Required action:
Look through the lines below, find those with the word "black", and copy them.

::::::::

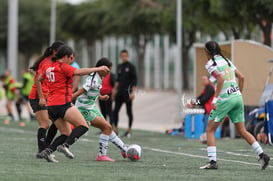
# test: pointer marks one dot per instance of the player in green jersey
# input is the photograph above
(227, 101)
(86, 103)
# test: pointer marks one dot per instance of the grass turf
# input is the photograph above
(174, 159)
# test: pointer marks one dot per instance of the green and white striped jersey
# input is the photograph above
(230, 87)
(92, 85)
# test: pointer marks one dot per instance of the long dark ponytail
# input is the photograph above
(213, 48)
(62, 52)
(49, 51)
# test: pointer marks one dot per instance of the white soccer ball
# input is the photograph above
(203, 138)
(134, 152)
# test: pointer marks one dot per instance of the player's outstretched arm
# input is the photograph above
(78, 93)
(38, 83)
(87, 71)
(241, 79)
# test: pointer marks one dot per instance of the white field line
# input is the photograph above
(149, 148)
(199, 156)
(231, 153)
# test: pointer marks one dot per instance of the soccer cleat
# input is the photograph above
(63, 149)
(211, 165)
(104, 158)
(127, 135)
(47, 154)
(264, 158)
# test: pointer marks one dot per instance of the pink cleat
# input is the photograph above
(123, 154)
(104, 158)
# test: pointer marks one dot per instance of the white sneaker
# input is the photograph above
(63, 149)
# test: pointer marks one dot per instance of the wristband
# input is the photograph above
(214, 100)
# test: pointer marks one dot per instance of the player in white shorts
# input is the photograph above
(86, 99)
(227, 101)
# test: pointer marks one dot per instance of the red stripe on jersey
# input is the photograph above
(59, 77)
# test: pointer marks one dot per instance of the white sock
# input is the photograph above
(211, 153)
(117, 141)
(103, 142)
(257, 148)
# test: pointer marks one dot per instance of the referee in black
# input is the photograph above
(123, 91)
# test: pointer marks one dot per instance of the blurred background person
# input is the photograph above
(12, 92)
(76, 79)
(123, 91)
(28, 80)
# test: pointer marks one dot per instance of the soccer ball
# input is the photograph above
(134, 152)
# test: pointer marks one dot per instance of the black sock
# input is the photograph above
(41, 136)
(58, 141)
(51, 133)
(75, 135)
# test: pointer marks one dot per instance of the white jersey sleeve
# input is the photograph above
(210, 67)
(87, 83)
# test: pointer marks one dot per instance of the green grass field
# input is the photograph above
(162, 159)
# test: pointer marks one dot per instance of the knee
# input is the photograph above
(44, 125)
(107, 128)
(242, 131)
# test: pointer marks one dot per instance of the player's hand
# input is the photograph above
(103, 68)
(104, 97)
(214, 106)
(42, 102)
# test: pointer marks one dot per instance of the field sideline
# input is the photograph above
(164, 158)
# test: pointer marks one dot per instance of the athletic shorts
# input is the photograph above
(56, 112)
(34, 103)
(233, 108)
(90, 115)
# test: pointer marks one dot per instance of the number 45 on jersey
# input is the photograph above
(50, 74)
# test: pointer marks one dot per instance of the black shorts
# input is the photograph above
(34, 103)
(56, 112)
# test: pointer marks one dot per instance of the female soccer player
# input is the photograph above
(86, 100)
(59, 75)
(227, 101)
(41, 111)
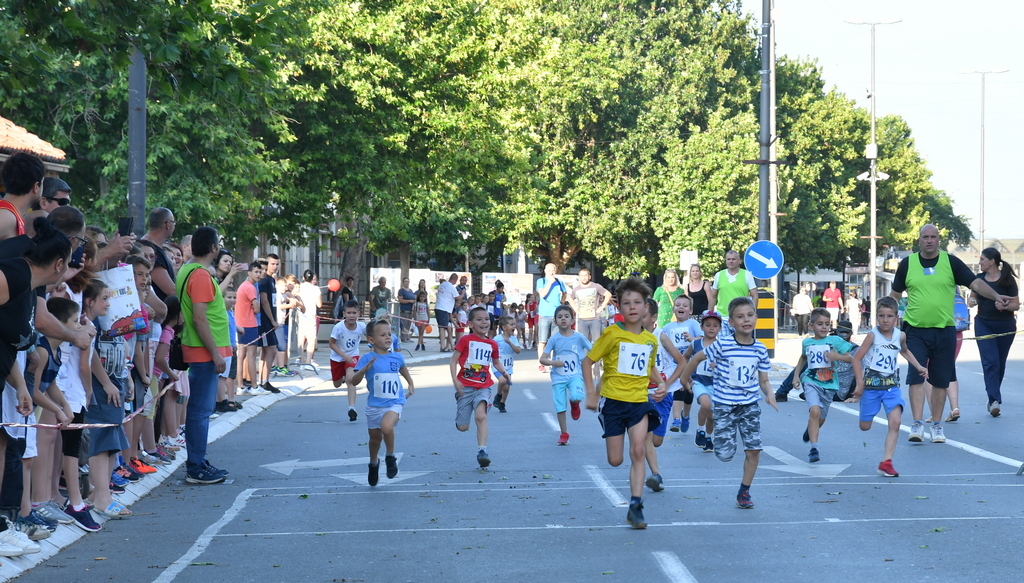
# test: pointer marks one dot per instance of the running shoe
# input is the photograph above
(391, 463)
(916, 432)
(886, 468)
(655, 483)
(634, 516)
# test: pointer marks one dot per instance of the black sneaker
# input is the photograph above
(635, 516)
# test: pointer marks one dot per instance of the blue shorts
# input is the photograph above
(664, 410)
(873, 400)
(576, 392)
(616, 416)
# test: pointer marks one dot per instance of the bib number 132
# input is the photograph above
(633, 359)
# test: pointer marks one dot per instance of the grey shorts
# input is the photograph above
(591, 329)
(471, 398)
(734, 423)
(815, 394)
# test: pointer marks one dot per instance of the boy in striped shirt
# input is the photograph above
(741, 367)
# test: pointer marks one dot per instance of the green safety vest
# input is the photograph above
(930, 296)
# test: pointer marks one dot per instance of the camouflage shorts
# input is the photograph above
(735, 422)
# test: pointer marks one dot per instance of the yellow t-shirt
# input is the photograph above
(629, 360)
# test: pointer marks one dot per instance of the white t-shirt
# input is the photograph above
(446, 295)
(347, 340)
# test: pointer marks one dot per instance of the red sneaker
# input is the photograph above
(886, 468)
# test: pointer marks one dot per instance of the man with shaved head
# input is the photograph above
(930, 279)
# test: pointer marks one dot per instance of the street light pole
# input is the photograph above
(981, 218)
(871, 154)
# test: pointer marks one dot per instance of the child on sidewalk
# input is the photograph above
(628, 352)
(386, 399)
(701, 381)
(740, 367)
(564, 351)
(818, 380)
(508, 347)
(879, 385)
(470, 365)
(344, 345)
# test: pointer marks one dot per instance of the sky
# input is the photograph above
(918, 76)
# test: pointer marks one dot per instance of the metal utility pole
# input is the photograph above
(981, 227)
(872, 155)
(136, 142)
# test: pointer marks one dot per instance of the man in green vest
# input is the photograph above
(930, 279)
(205, 344)
(730, 283)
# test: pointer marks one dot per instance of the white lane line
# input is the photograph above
(605, 487)
(552, 422)
(673, 568)
(426, 530)
(204, 540)
(951, 443)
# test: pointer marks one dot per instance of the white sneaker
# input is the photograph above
(916, 432)
(16, 538)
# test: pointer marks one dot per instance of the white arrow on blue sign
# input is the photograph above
(764, 259)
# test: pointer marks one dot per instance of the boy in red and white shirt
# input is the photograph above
(471, 362)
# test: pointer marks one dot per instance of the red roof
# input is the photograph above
(14, 138)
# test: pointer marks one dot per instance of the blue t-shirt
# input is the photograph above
(569, 349)
(736, 368)
(548, 303)
(505, 352)
(383, 379)
(817, 370)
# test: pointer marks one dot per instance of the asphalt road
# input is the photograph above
(547, 512)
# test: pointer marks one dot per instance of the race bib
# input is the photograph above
(817, 357)
(633, 359)
(478, 354)
(742, 372)
(388, 385)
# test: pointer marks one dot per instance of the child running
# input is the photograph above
(470, 365)
(701, 381)
(344, 345)
(628, 352)
(818, 379)
(385, 368)
(564, 351)
(740, 366)
(879, 385)
(508, 347)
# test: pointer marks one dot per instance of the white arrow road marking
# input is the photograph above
(287, 467)
(794, 465)
(769, 262)
(360, 479)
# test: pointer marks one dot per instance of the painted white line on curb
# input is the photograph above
(673, 568)
(605, 487)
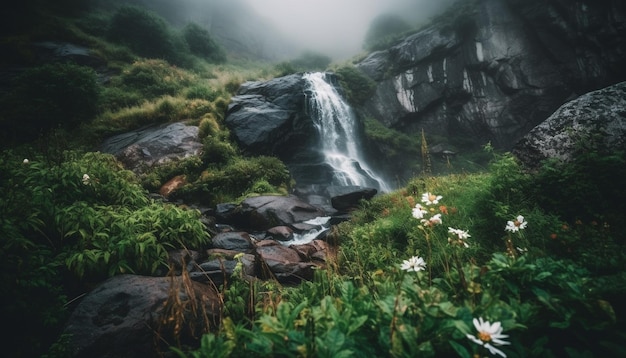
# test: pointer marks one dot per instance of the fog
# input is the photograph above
(337, 28)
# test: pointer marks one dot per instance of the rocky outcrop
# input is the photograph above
(120, 317)
(149, 146)
(595, 120)
(491, 70)
(268, 117)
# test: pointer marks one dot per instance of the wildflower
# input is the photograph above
(488, 333)
(434, 220)
(415, 263)
(418, 211)
(430, 199)
(474, 288)
(517, 225)
(461, 235)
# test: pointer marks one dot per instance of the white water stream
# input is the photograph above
(336, 125)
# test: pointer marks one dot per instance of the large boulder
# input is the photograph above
(261, 213)
(268, 117)
(145, 147)
(594, 120)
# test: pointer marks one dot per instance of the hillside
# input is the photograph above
(501, 261)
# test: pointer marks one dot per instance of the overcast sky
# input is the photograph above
(336, 27)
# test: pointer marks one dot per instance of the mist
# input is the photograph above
(337, 28)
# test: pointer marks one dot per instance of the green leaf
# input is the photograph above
(460, 350)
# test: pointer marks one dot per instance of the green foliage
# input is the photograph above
(586, 189)
(202, 44)
(153, 78)
(392, 143)
(44, 97)
(355, 84)
(201, 92)
(384, 30)
(214, 150)
(230, 177)
(209, 126)
(69, 221)
(144, 32)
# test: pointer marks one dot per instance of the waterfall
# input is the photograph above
(336, 125)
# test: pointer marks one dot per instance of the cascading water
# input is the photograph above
(336, 125)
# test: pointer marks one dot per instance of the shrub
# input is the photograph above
(202, 44)
(201, 92)
(144, 32)
(208, 127)
(58, 94)
(153, 78)
(216, 151)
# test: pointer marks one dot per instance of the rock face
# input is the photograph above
(493, 71)
(121, 316)
(154, 145)
(596, 119)
(269, 117)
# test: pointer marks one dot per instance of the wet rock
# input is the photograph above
(121, 316)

::::::::

Answer to this task:
# test: pointer marks one dot per instance of the referee in black
# test: pointer marks one dot per instance of the black sock
# test: pointer marks one dot per instance of the black shorts
# test: pointer marks one dot per instance of the black sneaker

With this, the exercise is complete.